**Objetivo indicado a:** Reúna todas as linhas dos registos que contenham a palavra "sleeve", tendo em conta a distinção entre maiúsculas e minúsculas.

**Excerto do documento:**
Concluindo, pediu que seja declarado ilícito o seu despedimento e, consequentemente, a Ré condenada: - a reintegrá-lo e a pagar-lhe o que processava mensalmente a seu favor mediante transferência bancária; - a pagar-lhe o que normalmente auferiria (não fosse o despedimento) e o que se vier a vencer até à sentença; - a pagar-lhe o combustível desde Janeiro de 2003, acrescido dos legais juros de mora; - a pagar-lhe o montante anual do “cartão de crédito”, desde 1 de Novembro de 1999, acrescido dos legais juros de mora; - a transferir-lhe a propriedade da viatura que, nos termos do pactuado, adquiriu para si e que continua na sua inteira disponibilidade e posse efectiva; - a adquirir nova viatura ou, em alternativa, a pagar-lhe a percentagem do “plafond”, desde 1 de Novembro de 2002, e os encargos anuais referentes à manutenção e seguro da viatura, acrescidos de juros de mora à taxa anual de 4%.

A Ré contestou, alegando que: O Autor faltou ao serviço após 1 de Julho de 2003, não comunicando antecipadamente qualquer falta, sendo que, pelas funções que exercia, estava dispensado da verificação diária da sua presença; Assim, acabou por receber os respectivos vencimentos, correspondentes ao período de ausência, locupletando-se indevidamente com tal importância, e assim violando o dever de lealdade para com a sua entidade empregadora; Não se verificou a alegada situação de inactividade nem estava contratualmente prevista a atribuição de qualquer viatura ao Autor, sendo que o regulamento de atribuição de meios provém de mera liberalidade da Ré, sem qualquer obrigação contratual.

Quanto ao mais, impugna, na sua globalidade, o alegado pelo Autor, para concluir pela improcedência da acção.

**Objetivo indicado b:** Indique, pela ordem em que aparecem, todas as datas referidas no excerto sobre o despedimento.

**Registos do exercício:**
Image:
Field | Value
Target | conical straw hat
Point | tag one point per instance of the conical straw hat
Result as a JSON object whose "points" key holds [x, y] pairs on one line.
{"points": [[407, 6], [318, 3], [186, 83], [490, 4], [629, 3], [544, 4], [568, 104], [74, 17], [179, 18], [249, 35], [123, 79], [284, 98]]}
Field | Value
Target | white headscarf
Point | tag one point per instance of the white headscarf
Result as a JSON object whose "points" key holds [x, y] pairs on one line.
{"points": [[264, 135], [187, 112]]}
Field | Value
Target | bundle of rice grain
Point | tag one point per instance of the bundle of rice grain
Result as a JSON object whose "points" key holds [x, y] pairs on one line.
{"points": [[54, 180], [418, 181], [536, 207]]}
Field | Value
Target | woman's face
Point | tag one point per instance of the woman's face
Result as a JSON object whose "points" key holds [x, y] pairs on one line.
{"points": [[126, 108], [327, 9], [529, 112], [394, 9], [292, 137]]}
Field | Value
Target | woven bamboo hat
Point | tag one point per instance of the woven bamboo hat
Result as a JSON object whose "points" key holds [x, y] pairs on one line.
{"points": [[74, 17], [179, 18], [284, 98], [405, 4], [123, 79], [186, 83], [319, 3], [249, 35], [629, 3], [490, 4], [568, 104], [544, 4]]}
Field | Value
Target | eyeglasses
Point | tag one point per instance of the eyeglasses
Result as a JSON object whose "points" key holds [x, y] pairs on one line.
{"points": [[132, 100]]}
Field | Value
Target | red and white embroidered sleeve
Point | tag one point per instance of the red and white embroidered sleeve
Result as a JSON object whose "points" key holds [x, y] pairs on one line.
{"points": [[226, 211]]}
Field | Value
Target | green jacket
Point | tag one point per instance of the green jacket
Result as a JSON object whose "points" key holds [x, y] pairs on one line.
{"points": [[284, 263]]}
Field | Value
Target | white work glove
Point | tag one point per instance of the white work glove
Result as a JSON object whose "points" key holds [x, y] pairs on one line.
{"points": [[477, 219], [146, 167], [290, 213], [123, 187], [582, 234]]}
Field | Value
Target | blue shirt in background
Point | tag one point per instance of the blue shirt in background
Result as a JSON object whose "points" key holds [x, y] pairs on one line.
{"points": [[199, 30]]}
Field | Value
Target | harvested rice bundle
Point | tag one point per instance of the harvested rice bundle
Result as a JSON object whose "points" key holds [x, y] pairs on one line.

**Resposta completa a:**
Target | red and white embroidered sleeve
Point | tag one point per instance of the red and white embroidered sleeve

**Resposta completa b:**
- Janeiro de 2003
- 1 de Novembro de 1999
- 1 de Novembro de 2002
- 1 de Julho de 2003